━━━ Text passage

Choose your desert. Leave the phone in another room. Close the door. God's talking to you in the text of scripture, not in the text beeping on your phone. You wouldn't say to God, "Hang on a minute, I have to answer a call" if He was in the middle of a conversation with you.
Embrace the silence, turn down the volume on the world, and enter into God. We fill our lives with technology, our eyes with pictures, our ears with sounds, our minds with insignificant trifles. In their own proper portion, this may be fine, but we use it like a drug to numb boredom or fear or pain, and in the process silence the part of our soul that is receptive to the divine.
In lectio, we open our ears and heart to the voice of God in the printed word. Approach it with reverence, attention, silence, and submission. Use it as an opportunity to subdue the appetites and the inclinations to distraction that plague modern man so insistently.

━━━━━━

- **Problems to solve**:
(a) In the passage on lectio, rewrite the section from "Embrace the silence, turn" to "to the divine.", changing "technology" to "gadgets".
(b) Summarize the passage on lectio in two sentences.

━━━ Data extracts

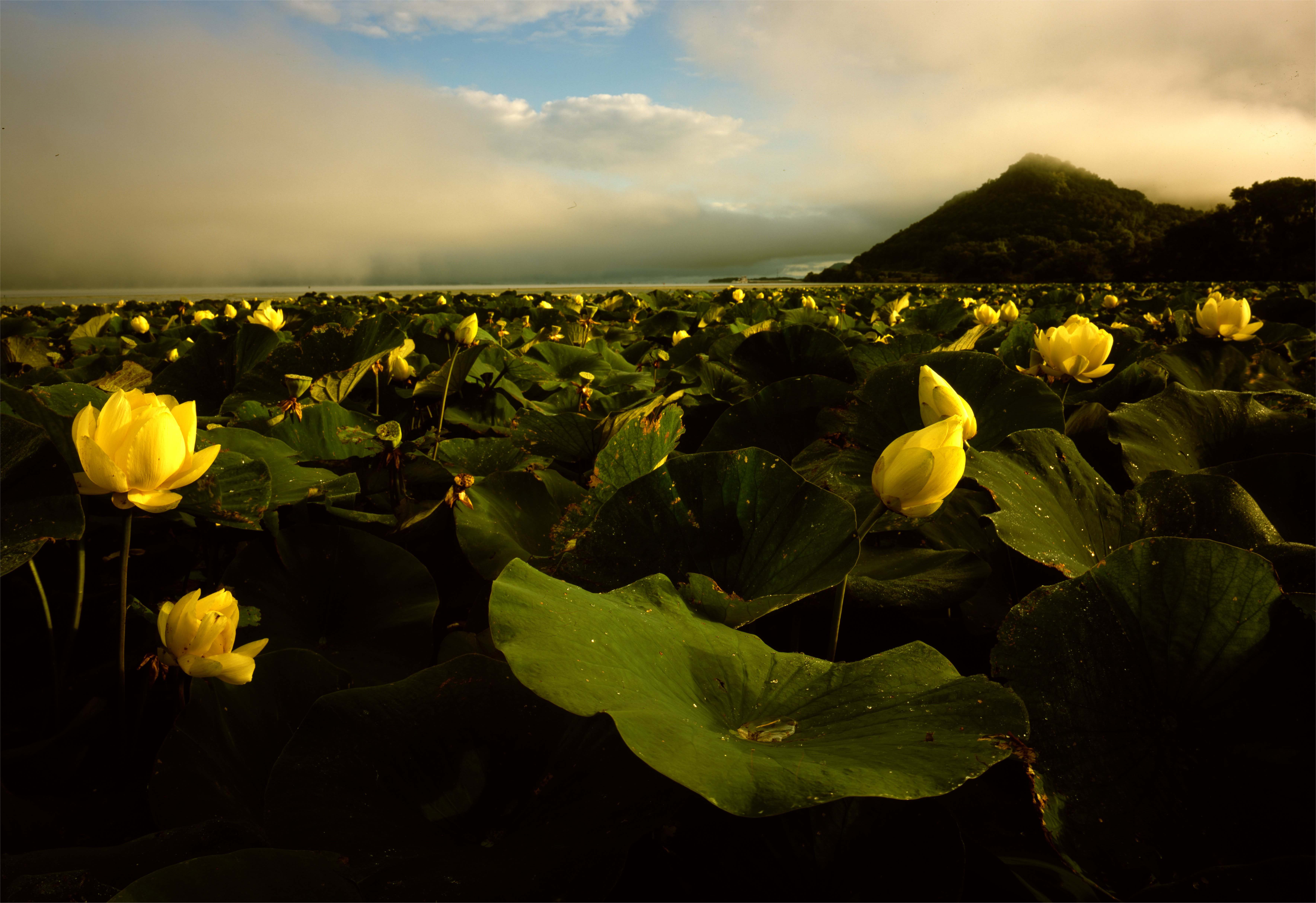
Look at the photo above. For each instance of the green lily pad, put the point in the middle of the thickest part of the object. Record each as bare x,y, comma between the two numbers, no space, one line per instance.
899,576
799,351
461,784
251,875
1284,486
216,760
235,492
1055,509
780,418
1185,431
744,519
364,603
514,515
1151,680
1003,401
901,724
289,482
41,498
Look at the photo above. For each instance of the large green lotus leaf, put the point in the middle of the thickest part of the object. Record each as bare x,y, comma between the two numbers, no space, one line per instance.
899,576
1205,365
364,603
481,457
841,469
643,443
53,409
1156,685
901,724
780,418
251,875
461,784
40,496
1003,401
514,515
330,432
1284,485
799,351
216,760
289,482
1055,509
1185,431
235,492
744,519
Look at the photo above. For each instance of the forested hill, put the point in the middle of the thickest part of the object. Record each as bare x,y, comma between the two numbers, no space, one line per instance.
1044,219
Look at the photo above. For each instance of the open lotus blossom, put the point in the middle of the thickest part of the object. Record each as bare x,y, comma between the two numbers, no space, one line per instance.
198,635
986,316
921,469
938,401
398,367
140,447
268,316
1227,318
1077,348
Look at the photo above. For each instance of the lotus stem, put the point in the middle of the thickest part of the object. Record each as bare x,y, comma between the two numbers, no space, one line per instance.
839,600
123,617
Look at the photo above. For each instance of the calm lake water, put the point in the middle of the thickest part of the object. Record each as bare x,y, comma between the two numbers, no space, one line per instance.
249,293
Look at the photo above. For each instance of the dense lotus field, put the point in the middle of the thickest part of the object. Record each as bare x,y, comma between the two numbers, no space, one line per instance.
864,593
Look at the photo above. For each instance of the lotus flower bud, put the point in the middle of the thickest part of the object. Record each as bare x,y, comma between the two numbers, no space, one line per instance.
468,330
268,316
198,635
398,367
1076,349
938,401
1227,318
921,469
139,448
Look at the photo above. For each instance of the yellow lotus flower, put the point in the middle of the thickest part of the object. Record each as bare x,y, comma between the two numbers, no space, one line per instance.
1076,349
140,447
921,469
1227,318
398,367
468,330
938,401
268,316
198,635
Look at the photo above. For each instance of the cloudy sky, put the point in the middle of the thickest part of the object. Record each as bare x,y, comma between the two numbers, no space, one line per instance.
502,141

━━━━━━

- **Expected results**:
(a)
Embrace the silence, turn down the volume on the world, and enter into God. We fill our lives with gadgets, our eyes with pictures, our ears with sounds, our minds with insignificant trifles. In their own proper portion, this may be fine, but we use it like a drug to numb boredom or fear or pain, and in the process silence the part of our soul that is receptive to the divine.

(b) The passage urges readers to find a quiet place apart from their phones, because God speaks through the text of scripture, and to embrace silence instead of numbing themselves with technology, pictures, sounds, and trifles. In lectio, one should listen for God's voice in the printed word with reverence, attention, silence, and submission, using it to subdue the appetites and distractions that plague modern man.